** RECORDS FOR THE TASK follows **

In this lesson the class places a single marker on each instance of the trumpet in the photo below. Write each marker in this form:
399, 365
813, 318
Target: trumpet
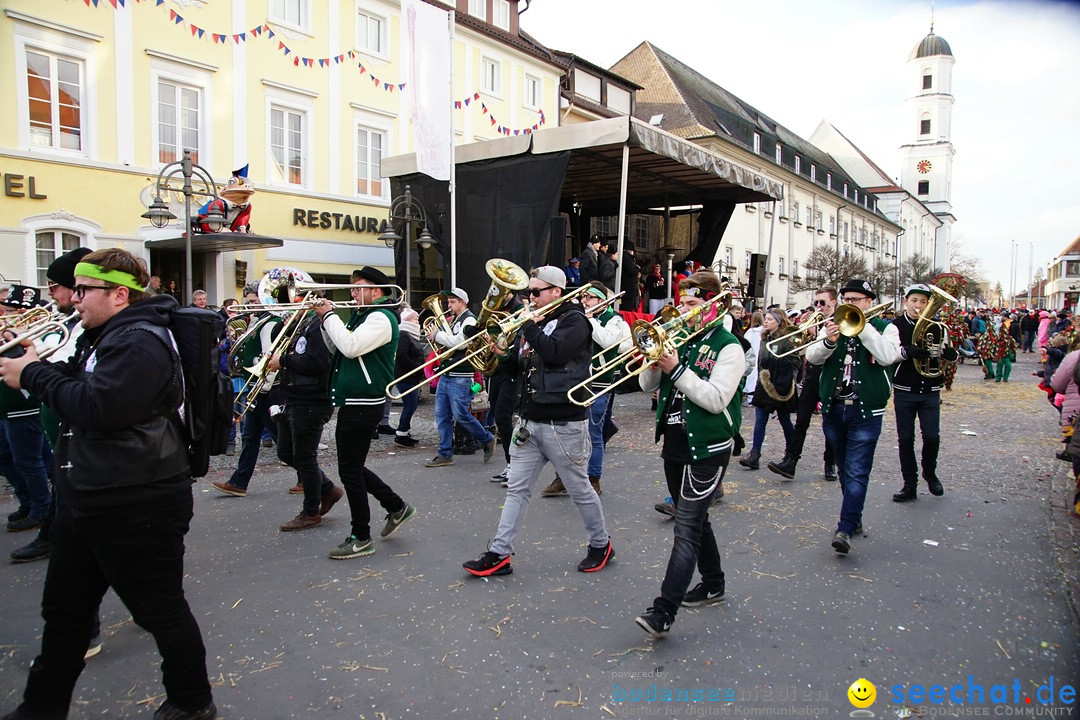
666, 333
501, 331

** End of RECORDS FOR THE TASK **
** RECORDS FOR THE TASK follows **

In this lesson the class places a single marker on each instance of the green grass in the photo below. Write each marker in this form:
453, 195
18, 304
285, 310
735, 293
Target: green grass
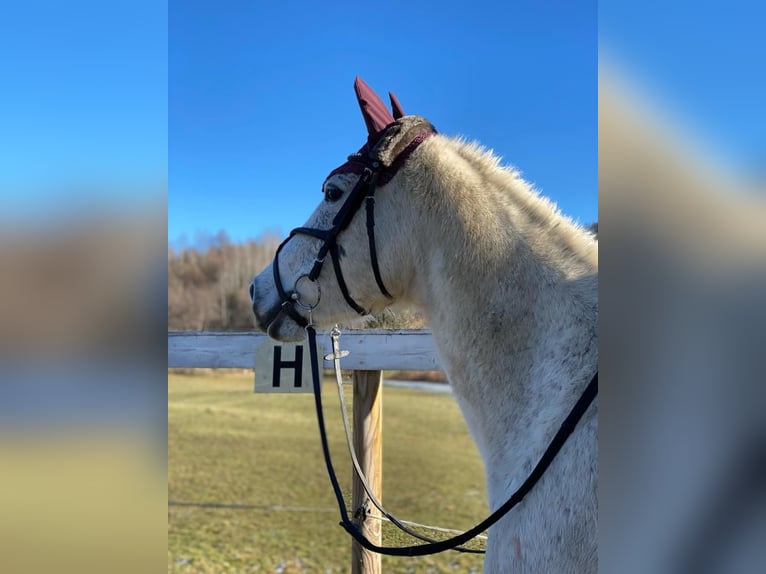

** End of RECORDS FOR THE TASK **
** RECORDS FOR THE TASK follows **

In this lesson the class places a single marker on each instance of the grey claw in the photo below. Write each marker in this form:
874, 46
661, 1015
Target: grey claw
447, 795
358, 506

** End of RECORDS FOR THE TASK **

:: TASK ::
The task calls for every line of the material that contains the string "class".

:: EXERCISE OUTPUT ::
In this lesson the class places a single marker on each instance of the trumpet in the photo below. Write each marker in this form:
In this lesson the class places a single marker on each instance of the green grass in the photo below. Write each marker in this form:
In this lesson the class places a single marker on each instance of the grey claw in the photo below. Write each marker in this form:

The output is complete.